_EXERCISES TO COMPLETE_
1: In the article on the Old Guard, reproduce the passage starting with "The Old Guard was" and going on through "vigilante, anti-communist organisation.", swapping "historian" for "scholar".
2: Please state what the Old Guard's members were sworn to regarding membership, according to the article on the Old Guard.
3: Go on with the article on the Old Guard from the point where it stops.

Old Guard
- Formation: 1930
- Dissolved: 1952^{[citation needed]}
- Type: Secret
- Purpose: Anti-communist
- Region served: New South Wales, Australia
- Members: 30,000

= Old Guard (Australia) =

The Old Guard was an Australian anti-communist organisation which was founded in 1930 and was primarily active in New South Wales. Its exact origins are disputed. At least one historian has claimed that it existed as early as 1917. It has been described as a paramilitary, quasi-official, vigilante, anti-communist organisation.

The group was primarily concerned with the social conditions arising from the Great Depression, and the actions of the Labor state government in New South Wales led by Premier Jack Lang. Rumours that agitators from the Old Guard were starting bush fires led to the more effective organisation of country bush fire brigades in New South Wales. As fears of a communist takeover subsided, the Old Guard lacked purpose and was dissolved sometime in the 1950s.

==Secrecy==
The group was sworn to absolute secrecy regarding membership, and was divided into cells so that its leadership would be hard to identify. Media reports on the group in the 1930s were scarce, and information about it has been obscured by the destruction of its own records.

(Saved entries)
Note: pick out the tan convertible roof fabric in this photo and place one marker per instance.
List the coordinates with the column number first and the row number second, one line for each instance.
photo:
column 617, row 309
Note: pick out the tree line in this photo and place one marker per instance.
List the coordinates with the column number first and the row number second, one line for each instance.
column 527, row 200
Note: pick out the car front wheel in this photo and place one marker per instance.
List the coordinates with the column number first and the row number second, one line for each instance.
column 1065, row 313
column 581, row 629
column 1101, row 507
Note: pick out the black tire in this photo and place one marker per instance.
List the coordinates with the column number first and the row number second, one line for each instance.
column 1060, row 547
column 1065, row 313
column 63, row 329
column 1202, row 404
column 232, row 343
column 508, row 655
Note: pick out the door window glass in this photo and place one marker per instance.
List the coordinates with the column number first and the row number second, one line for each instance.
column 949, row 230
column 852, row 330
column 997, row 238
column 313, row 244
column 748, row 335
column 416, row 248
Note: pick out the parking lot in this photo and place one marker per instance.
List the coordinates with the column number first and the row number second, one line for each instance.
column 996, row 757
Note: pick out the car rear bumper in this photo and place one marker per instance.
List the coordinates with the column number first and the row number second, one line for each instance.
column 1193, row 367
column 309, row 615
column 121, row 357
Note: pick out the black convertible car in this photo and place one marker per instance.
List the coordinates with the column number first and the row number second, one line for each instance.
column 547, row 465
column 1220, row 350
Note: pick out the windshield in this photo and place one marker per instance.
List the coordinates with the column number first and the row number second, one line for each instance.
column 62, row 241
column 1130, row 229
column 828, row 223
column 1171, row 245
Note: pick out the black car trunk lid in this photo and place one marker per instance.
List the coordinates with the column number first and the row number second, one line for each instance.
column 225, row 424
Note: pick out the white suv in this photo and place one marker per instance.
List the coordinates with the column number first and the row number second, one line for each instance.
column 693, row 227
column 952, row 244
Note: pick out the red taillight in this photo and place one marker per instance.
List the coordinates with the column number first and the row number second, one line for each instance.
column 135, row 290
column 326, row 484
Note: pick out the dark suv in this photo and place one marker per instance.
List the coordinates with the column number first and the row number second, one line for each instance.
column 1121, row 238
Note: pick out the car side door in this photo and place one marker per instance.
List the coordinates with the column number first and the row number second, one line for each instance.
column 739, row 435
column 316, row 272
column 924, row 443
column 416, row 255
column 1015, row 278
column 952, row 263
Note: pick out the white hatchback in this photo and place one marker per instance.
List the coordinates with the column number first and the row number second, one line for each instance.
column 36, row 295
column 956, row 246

_RESULTS FOR THE EXERCISE_
1:
The Old Guard was an Australian anti-communist organisation which was founded in 1930 and was primarily active in New South Wales. Its exact origins are disputed. At least one scholar has claimed that it existed as early as 1917. It has been described as a paramilitary, quasi-official, vigilante, anti-communist organisation.

2: Absolute secrecy.

3:
==Split==

The New Guard split from the group in 1931. Eric Campbell wanted a more visible organisation than the secretive Old Guard. The New Guard was less of a military force than the Old Guard, which opposed the split because it was fearful of communists exploiting the division. Both groups had devised plans to neutralise each other should it be needed.

==Members==

At the height of its popularity, the Old Guard in Australia had a membership of around 30,000. Members were loyalists and idealists devoted to the British Empire and ready to act pre-emptively to prevent a socialist revolution in Australia. Old Guard leaders were wealthy Protestant Anglo-Australians. Membership in rural New South Wales, and ties to the New South Wales police force, were strong.

At the federal level the Old Guard had its closest ties to the Attorney-General's Department and the Department of Defence.

Like many former officers of the Australian Army George Wootten joined the Old Guard.